╭──

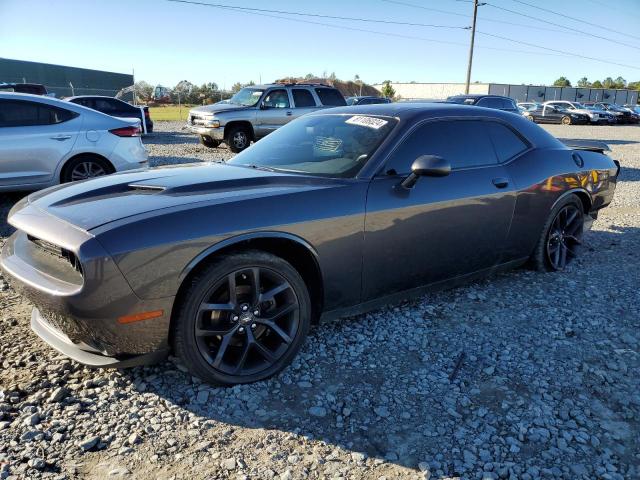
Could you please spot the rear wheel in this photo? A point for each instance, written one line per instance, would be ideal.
(561, 236)
(242, 319)
(209, 142)
(238, 139)
(84, 167)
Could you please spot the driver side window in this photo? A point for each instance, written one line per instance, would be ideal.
(464, 143)
(277, 99)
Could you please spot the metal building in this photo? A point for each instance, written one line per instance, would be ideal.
(64, 81)
(520, 93)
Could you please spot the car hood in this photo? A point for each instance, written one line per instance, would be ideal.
(218, 107)
(94, 203)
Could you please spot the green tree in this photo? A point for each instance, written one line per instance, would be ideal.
(620, 82)
(583, 82)
(387, 90)
(144, 90)
(562, 82)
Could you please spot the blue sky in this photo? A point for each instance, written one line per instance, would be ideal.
(167, 42)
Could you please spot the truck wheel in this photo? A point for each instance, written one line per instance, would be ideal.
(238, 139)
(209, 142)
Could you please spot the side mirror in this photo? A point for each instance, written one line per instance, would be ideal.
(426, 166)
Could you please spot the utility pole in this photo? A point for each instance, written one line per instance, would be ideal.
(473, 36)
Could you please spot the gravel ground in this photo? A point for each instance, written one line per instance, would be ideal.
(548, 386)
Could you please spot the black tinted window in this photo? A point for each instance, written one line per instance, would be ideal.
(277, 99)
(16, 113)
(303, 98)
(330, 97)
(490, 102)
(464, 143)
(506, 142)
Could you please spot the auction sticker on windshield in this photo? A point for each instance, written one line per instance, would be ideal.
(369, 122)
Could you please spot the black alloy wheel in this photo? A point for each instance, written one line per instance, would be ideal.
(238, 139)
(565, 236)
(243, 323)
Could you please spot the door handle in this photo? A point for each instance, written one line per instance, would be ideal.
(500, 182)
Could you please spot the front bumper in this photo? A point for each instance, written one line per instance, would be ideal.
(85, 354)
(215, 133)
(78, 314)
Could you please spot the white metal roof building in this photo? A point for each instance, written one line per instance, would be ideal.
(520, 93)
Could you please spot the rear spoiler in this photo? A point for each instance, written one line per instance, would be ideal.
(591, 145)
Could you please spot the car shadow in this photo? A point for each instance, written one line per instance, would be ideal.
(170, 137)
(353, 386)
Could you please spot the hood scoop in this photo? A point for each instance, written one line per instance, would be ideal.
(142, 188)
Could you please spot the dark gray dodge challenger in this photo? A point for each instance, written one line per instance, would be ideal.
(228, 265)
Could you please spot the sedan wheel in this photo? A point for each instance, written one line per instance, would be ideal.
(85, 167)
(86, 170)
(244, 320)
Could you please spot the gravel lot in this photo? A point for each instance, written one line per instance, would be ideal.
(549, 385)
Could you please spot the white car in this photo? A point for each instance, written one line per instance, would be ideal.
(575, 107)
(44, 141)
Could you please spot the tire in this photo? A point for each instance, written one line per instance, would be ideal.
(565, 237)
(84, 167)
(238, 138)
(259, 341)
(209, 142)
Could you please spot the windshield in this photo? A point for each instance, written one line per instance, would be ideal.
(325, 145)
(247, 97)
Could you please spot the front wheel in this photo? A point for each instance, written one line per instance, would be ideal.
(209, 142)
(561, 237)
(242, 319)
(238, 139)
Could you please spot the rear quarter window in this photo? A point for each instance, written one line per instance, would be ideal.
(17, 113)
(330, 97)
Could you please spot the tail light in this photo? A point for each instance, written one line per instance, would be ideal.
(126, 131)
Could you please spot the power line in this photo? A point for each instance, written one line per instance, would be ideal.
(484, 19)
(564, 15)
(252, 11)
(317, 15)
(557, 51)
(561, 26)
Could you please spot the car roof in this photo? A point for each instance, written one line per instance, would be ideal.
(91, 96)
(406, 110)
(478, 95)
(284, 85)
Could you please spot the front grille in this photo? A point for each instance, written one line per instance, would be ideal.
(61, 254)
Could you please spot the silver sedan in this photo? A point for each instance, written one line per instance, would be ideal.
(44, 141)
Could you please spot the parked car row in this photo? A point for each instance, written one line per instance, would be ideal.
(45, 141)
(568, 113)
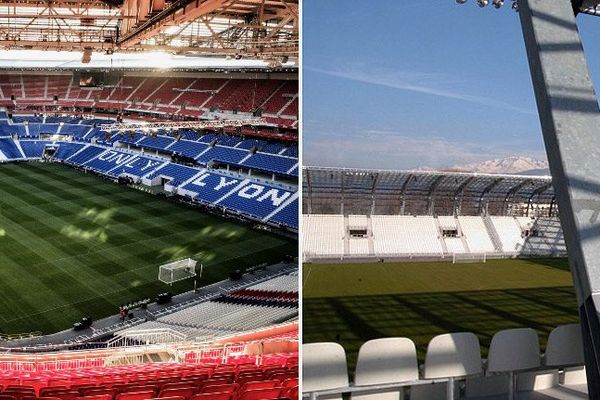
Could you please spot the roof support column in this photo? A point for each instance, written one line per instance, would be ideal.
(569, 116)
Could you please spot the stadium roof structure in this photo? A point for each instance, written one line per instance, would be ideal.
(367, 191)
(31, 60)
(236, 28)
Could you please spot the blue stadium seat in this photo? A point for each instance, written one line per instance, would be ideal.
(115, 163)
(256, 199)
(86, 155)
(158, 142)
(67, 149)
(33, 148)
(288, 216)
(177, 173)
(9, 149)
(188, 148)
(223, 154)
(270, 163)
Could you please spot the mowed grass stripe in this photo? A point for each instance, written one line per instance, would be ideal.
(353, 303)
(72, 244)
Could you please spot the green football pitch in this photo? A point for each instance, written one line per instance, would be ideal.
(353, 303)
(73, 244)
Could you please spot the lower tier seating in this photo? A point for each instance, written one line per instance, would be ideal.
(242, 380)
(428, 236)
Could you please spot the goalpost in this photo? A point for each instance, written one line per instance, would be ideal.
(458, 258)
(178, 270)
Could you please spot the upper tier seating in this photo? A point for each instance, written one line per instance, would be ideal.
(9, 150)
(270, 162)
(475, 233)
(184, 96)
(67, 149)
(510, 234)
(33, 148)
(394, 234)
(323, 234)
(426, 236)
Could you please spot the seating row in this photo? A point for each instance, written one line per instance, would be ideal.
(387, 368)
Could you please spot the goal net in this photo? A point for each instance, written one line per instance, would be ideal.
(177, 271)
(458, 258)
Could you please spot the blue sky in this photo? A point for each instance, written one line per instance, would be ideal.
(412, 83)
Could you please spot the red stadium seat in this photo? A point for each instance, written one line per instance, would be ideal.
(97, 397)
(259, 385)
(224, 388)
(260, 394)
(185, 392)
(213, 396)
(135, 395)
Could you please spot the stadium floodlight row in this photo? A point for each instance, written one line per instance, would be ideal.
(147, 160)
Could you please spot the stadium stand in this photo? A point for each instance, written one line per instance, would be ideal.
(376, 215)
(265, 201)
(278, 99)
(251, 307)
(423, 236)
(387, 367)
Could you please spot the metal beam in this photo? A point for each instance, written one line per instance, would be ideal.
(569, 116)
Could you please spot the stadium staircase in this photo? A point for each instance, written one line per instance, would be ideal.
(462, 236)
(18, 145)
(441, 236)
(493, 233)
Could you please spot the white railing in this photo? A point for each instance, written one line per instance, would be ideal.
(146, 337)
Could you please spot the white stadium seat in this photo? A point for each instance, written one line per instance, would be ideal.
(386, 360)
(324, 367)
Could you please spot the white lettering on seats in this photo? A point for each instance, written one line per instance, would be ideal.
(198, 181)
(274, 196)
(251, 191)
(223, 182)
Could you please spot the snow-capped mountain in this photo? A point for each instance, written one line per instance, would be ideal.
(510, 165)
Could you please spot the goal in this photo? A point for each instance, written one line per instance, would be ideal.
(458, 258)
(177, 271)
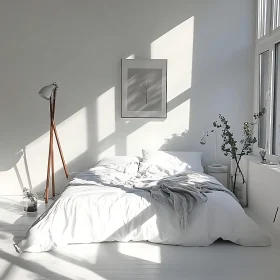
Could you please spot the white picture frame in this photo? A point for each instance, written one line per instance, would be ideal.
(144, 88)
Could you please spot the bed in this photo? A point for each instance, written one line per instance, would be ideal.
(119, 200)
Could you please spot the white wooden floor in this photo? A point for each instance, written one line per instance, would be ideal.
(220, 261)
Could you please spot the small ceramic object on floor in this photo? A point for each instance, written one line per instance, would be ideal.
(30, 201)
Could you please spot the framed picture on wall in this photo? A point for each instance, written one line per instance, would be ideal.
(144, 87)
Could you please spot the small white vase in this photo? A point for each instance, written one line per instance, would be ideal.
(240, 187)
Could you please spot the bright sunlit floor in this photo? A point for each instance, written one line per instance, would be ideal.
(220, 261)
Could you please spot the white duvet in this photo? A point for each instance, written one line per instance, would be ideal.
(91, 210)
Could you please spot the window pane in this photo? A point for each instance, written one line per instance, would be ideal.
(263, 88)
(263, 18)
(275, 14)
(276, 111)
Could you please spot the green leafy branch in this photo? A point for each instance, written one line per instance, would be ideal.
(230, 147)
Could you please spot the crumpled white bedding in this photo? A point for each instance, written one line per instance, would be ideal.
(91, 210)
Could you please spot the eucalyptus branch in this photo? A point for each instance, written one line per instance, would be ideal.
(229, 145)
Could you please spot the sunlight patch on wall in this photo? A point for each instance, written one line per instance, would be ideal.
(111, 151)
(153, 134)
(177, 47)
(131, 56)
(141, 251)
(106, 114)
(73, 137)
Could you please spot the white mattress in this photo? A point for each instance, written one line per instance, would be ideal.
(98, 213)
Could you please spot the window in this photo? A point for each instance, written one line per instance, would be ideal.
(263, 90)
(267, 85)
(275, 15)
(276, 101)
(263, 17)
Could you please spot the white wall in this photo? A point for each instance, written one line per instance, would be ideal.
(264, 194)
(79, 44)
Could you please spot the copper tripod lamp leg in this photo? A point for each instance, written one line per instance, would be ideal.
(50, 168)
(49, 165)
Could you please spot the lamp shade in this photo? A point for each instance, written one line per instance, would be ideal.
(47, 91)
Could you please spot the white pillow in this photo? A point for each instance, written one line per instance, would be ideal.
(177, 161)
(124, 164)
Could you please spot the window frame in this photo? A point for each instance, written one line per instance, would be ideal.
(266, 43)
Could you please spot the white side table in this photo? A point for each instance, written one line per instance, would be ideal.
(220, 172)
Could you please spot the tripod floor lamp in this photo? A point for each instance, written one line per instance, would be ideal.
(49, 93)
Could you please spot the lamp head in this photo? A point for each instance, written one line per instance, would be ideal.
(47, 91)
(203, 139)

╰──

_Work to complete:_
Each of the lines from the one that contains "Could you please spot the white wall" through the last line of the data needs to be repeated exactly, with no others.

_Solution below:_
Could you please spot the white wall in this photo? A point for each instance, written one line per instance, would be ideal.
(264, 194)
(79, 44)
Could you please spot the copper tripod lamp leg in this photo? A point for each instance, written one line per instance, would be ideal.
(50, 168)
(49, 165)
Could you please spot the lamp shade in this photo? A point for each instance, written one line per instance, would be ideal.
(47, 91)
Could you please spot the white pillow in this photo? A point for each instance, written one line per instance, would be ideal.
(177, 161)
(124, 164)
Could you please spot the window frame in this photo? A point for each instance, written one line per instance, would be ideal.
(266, 43)
Could you please spot the white side table in this photo? A point for each instance, written one line per instance, would be ideal.
(220, 172)
Could you please spot the tripod floor lamp in this photo? A point for each instance, written one line per instance, would be ideal.
(49, 93)
Could you please spot the lamp head in this photo? A point for each instance, written one line per instance, would be ideal.
(47, 91)
(203, 139)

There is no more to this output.